→ Supplied material:
● ● ●
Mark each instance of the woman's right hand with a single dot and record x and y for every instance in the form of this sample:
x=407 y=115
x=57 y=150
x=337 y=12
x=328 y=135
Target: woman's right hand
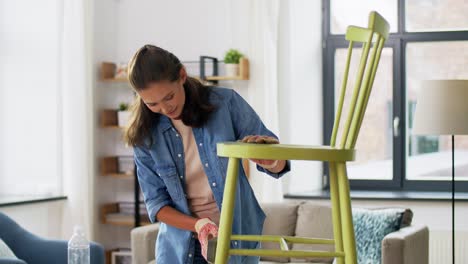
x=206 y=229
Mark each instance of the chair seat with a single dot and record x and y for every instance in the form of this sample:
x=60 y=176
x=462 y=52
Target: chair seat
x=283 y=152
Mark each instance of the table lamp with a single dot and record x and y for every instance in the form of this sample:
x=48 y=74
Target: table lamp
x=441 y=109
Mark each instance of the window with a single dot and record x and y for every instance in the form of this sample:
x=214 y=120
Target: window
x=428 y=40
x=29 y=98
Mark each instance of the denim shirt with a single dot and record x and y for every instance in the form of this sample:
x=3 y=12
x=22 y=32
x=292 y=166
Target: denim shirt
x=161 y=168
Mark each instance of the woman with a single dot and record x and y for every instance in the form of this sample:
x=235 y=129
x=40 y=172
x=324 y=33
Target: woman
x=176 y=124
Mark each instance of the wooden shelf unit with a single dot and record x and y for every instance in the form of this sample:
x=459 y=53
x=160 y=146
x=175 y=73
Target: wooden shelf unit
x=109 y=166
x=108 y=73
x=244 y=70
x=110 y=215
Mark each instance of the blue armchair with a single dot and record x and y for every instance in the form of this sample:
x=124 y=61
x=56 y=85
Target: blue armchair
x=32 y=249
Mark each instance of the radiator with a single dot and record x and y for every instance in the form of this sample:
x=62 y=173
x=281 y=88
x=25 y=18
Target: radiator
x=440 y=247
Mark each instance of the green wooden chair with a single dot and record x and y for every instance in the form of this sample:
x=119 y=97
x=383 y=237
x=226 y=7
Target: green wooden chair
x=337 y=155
● ● ●
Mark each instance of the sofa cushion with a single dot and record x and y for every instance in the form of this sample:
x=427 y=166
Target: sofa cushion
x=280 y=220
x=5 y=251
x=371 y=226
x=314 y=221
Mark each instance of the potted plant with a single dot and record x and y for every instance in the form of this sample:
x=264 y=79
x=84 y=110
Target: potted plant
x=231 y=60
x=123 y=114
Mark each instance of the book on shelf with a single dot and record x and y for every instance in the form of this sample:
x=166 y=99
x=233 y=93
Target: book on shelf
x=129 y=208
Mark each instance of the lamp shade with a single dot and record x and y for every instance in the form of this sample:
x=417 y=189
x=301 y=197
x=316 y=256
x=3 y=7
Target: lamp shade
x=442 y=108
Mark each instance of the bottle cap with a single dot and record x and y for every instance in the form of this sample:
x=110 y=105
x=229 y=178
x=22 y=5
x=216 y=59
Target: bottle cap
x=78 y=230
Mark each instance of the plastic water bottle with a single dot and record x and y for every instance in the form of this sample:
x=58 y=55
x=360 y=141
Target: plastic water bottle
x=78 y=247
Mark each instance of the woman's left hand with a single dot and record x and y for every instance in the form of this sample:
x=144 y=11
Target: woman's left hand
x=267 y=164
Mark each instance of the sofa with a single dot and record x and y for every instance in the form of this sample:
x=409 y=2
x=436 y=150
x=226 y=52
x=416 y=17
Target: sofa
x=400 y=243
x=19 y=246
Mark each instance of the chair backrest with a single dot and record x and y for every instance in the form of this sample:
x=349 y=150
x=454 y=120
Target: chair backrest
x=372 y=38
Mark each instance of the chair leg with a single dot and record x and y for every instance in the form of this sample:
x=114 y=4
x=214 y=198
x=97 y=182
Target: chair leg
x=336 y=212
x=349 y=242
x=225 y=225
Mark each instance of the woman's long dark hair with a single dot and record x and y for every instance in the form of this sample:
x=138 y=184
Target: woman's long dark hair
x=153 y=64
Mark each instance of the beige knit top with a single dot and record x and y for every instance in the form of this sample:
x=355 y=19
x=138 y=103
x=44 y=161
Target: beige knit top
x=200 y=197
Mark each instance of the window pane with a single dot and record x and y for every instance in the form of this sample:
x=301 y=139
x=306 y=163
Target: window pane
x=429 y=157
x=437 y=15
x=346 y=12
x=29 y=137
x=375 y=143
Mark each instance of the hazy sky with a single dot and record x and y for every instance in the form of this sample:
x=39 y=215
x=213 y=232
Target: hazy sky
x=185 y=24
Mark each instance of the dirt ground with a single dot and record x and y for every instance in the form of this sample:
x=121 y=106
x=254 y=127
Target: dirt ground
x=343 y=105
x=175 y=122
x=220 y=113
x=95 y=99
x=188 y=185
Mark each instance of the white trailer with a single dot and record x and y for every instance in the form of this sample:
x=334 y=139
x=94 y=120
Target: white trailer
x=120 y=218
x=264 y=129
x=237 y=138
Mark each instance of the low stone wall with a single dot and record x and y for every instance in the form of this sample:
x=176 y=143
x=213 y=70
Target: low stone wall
● ● ●
→ Description of the task: All lines in the data above from the one with "Mark each instance of the beige" through the one with "x=254 y=127" must be repeated exactly, and no others.

→ Exercise response:
Mark each instance of the beige knit top with a single dot and record x and y for every instance in the form of this sample:
x=355 y=19
x=138 y=103
x=44 y=161
Target: beige knit top
x=200 y=197
Mark each instance of the window pane with a single dot and record x and y for every instance in the form of this sample:
x=301 y=139
x=306 y=163
Target: window pane
x=429 y=157
x=437 y=15
x=346 y=12
x=29 y=137
x=375 y=143
Mark each instance of the hazy sky with a single dot and record x and y for every instance in the form of this sample:
x=39 y=215
x=213 y=232
Target: hazy sky
x=185 y=24
Mark each instance of the dirt ground with a single dot and record x and y for every instance in the form of this sample:
x=121 y=106
x=254 y=127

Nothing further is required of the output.